## Excerpt provided
· · · · ·

First 100 Years of the History of Photogravures Explored at the National Gallery of Art

Alvin Langdon Coburn
Tunnel Builders, 1910
photogravure
image: 21 x 17 cm (8 1/4 x 6 11/16 in.)
National Gallery of Art, Washington
Gift of Funds from John S. Parsley and Nancy Nolan Parsley

Washington, DC—Etched by Light: Photogravures from the Collection, 1840–1940 tells the fascinating story of the search to find and perfect a way to print photographs in ink. The process, which came to be called photogravure, resulted in some of the most beautiful photographs ever made—featuring delicate highlights, lush blacks, a remarkably rich tonal range, and a velvety matte surface. Presenting 40 photogravures and 4 bound volumes illustrated with them (many recently acquired and exhibited here for the first time), Etched by Light shows how this process enabled photographs to circulate widely and help shape our collective visual experience. The exhibition is on view from October 15, 2023, through February 4, 2024, in the West Building of the National Gallery of Art.

The exhibition coincides with the symposium Photomechanical Prints: History, Technology, Aesthetics, and Use, organized by the FAIC Collaborative Workshops in Photograph Conservation and hosted by the photograph conservation department of the National Gallery from October 31 through November 2, 2023.

“Discover an intriguing chapter in the history of photography, as innovative practitioners developed a method to produce photographic prints in ink,” said Sarah Greenough, senior curator and head of the department of photographs at the National Gallery of Art. “Including photogravures from the National Gallery’s collection, this exhibition shows the pivotal role photogravures played in the history of photography by enabling the creation and widespread dissemination of tonally rich and lasting prints.” 

Exhibition Tour

National Gallery of Art, Washington, October 15, 2023–February 4, 2024

About the Exhibition

From its very beginnings, photography revolutionized the way pictures were made and knowledge about the visual world was disseminated. But in the early 1840s, artists and scientists working across Europe discovered that it had drawbacks. The daguerreotype process, developed by Louis-Jacques-Mandé Daguerre, created astonishingly vivid images, but each one was unique and could only be copied by making another photograph. William Henry Fox Talbot’s negative/positive process held more promise, but his silver-chloride prints faded when exposed to light. Early practitioners also learned that it was hard to make numerous identical prints that could be tipped into books or journals, owing to variabilities in the paper and chemicals that were used to make prints. Such obstacles, at least initially, frustrated their hopes of fully realizing the potential of this new medium.

Divided into three sections, Etched by Light traces the search—unfolding across 100 years—for a process to print photographs in ink, which were more stable than traditional silver-based photographic prints. It moves from the experiments in the 1840s and 1850s by French and British photographers such as Armand-Hippolyte-Louis Fizeau, Charles Nègre, and Talbot, who discovered the chemical and technical components necessary to print photographs in ink, to the successful solution invented by Talbot in the 1850s and perfected by Karl Klíč in 1879. In their photomechanical process, which came to be called photogravure, a photographic image is etched into a printmaking plate, ink is rubbed into the etched surface, a damp sheet of paper is laid on top of the plate, and both are put through a printing press to transfer the ink to paper. Favored from the mid-1880s through the 1930s, revived in the 1980s and 1990s, and still popular today, photogravures have a smooth, continuous tonal range, although an extremely fine grain is evident under magnification.

· · · · ·

## Data excerpts
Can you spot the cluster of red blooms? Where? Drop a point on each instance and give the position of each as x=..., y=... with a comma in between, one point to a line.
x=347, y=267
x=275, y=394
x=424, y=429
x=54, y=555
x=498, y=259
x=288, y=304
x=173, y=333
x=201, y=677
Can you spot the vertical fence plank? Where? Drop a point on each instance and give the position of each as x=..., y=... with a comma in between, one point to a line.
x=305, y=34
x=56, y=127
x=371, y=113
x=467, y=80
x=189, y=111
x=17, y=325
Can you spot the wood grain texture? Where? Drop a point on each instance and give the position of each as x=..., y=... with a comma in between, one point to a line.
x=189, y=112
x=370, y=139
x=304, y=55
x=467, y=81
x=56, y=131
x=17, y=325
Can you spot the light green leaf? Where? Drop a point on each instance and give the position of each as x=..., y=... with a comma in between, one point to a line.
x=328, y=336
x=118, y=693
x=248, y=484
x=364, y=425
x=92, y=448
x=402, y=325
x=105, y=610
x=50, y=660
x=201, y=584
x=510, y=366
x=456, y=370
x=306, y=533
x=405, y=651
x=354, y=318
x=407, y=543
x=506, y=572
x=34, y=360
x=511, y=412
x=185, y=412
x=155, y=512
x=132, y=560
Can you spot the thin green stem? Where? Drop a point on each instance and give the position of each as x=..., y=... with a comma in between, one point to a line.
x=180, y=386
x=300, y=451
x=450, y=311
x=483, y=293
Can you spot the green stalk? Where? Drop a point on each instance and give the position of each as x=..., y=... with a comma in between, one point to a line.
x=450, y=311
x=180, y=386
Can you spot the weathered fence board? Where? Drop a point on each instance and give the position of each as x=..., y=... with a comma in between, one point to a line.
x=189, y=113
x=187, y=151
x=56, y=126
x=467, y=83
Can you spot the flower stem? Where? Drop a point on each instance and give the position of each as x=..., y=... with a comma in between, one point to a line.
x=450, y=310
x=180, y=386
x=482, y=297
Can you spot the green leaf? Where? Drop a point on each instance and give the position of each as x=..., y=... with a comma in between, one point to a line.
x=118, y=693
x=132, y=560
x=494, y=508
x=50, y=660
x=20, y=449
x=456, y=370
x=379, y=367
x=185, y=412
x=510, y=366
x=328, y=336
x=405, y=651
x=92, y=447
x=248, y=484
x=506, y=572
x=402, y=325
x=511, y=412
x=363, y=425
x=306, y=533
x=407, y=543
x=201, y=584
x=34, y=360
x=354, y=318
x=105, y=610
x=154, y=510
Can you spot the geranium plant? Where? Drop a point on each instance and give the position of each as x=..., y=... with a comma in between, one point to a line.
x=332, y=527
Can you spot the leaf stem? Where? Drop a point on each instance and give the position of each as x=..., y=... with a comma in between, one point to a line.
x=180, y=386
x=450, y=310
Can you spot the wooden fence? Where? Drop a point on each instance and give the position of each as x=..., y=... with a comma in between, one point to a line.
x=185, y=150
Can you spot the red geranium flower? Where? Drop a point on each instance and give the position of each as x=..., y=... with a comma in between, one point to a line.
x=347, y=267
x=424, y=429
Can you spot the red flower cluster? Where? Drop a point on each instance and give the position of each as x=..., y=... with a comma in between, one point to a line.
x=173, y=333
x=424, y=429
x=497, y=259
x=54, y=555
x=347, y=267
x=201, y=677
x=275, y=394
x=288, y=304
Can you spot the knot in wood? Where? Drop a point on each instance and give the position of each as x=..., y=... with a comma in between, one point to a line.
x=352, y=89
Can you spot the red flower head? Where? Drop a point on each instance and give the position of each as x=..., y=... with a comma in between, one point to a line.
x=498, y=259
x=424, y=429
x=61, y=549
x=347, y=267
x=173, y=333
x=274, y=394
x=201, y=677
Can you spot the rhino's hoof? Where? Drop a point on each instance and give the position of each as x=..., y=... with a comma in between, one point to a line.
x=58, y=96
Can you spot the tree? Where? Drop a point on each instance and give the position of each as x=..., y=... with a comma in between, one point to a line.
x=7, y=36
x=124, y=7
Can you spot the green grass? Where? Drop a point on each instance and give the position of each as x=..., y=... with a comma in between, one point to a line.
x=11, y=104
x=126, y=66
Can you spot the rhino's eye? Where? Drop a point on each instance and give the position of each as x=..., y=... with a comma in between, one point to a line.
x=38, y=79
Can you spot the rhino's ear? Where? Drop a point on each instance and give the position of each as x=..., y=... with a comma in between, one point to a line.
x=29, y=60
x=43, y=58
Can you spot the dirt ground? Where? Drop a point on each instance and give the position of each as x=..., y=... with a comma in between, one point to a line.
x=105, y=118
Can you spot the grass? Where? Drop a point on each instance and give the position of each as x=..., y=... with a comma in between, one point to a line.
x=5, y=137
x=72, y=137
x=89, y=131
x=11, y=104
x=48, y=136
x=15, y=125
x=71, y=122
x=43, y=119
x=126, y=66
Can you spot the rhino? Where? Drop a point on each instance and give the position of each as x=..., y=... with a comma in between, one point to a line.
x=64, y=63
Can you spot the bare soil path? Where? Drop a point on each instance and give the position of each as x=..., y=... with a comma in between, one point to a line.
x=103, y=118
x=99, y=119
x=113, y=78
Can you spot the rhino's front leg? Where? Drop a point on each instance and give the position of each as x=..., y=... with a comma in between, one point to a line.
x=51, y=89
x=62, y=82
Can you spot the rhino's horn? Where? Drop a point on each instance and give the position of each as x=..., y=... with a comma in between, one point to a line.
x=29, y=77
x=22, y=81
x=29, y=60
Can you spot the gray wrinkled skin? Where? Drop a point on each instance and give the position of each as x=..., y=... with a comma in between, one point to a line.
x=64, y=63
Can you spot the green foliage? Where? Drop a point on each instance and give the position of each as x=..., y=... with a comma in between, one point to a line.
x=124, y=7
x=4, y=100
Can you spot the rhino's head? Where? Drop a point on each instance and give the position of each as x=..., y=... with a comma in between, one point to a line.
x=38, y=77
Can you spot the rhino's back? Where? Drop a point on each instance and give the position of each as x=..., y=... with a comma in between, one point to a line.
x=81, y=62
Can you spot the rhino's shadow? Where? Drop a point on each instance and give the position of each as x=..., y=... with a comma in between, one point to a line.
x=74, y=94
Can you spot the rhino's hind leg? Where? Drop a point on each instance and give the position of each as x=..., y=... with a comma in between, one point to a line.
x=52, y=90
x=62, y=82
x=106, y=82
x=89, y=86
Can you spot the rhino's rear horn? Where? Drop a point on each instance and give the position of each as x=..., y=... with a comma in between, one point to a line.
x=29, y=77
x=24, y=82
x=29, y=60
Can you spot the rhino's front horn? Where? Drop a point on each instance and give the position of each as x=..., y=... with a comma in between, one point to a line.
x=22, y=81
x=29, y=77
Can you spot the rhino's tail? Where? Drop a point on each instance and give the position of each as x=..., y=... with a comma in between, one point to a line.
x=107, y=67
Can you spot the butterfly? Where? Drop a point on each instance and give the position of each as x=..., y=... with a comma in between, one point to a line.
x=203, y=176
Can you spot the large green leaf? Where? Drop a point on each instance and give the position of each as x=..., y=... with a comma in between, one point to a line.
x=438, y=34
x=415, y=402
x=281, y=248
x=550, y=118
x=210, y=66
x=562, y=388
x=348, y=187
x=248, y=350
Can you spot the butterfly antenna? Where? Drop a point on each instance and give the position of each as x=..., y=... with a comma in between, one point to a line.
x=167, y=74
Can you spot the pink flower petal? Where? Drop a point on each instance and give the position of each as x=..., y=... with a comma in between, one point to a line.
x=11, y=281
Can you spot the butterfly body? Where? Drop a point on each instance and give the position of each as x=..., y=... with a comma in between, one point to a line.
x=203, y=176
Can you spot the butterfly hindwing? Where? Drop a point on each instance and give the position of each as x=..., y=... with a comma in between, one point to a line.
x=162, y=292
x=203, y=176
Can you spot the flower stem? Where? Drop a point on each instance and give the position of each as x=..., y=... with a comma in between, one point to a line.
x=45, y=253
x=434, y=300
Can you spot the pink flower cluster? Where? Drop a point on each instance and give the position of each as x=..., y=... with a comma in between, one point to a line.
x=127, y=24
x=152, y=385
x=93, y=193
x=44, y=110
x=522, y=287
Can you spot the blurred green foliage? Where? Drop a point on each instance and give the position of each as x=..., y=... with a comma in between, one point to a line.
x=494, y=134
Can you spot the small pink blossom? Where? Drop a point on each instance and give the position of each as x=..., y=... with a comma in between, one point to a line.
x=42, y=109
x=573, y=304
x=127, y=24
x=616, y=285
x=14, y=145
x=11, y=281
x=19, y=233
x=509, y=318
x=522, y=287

· · · · ·

## Task instructions
A: Answer these questions from the exhibition announcement, one per line:
(i) How many photogravures does Etched by Light present?
(ii) In what year did Karl Klíč perfect the photogravure process?
(iii) Who developed the daguerreotype process?
B: Copy the exhibition announcement between "From its very" and "this new medium.", inclusive.
The records have no connection to the exhibition announcement.

## Results for the exercise
A:
(i) 40
(ii) 1879
(iii) Louis-Jacques-Mandé Daguerre

B:
From its very beginnings, photography revolutionized the way pictures were made and knowledge about the visual world was disseminated. But in the early 1840s, artists and scientists working across Europe discovered that it had drawbacks. The daguerreotype process, developed by Louis-Jacques-Mandé Daguerre, created astonishingly vivid images, but each one was unique and could only be copied by making another photograph. William Henry Fox Talbot’s negative/positive process held more promise, but his silver-chloride prints faded when exposed to light. Early practitioners also learned that it was hard to make numerous identical prints that could be tipped into books or journals, owing to variabilities in the paper and chemicals that were used to make prints. Such obstacles, at least initially, frustrated their hopes of fully realizing the potential of this new medium.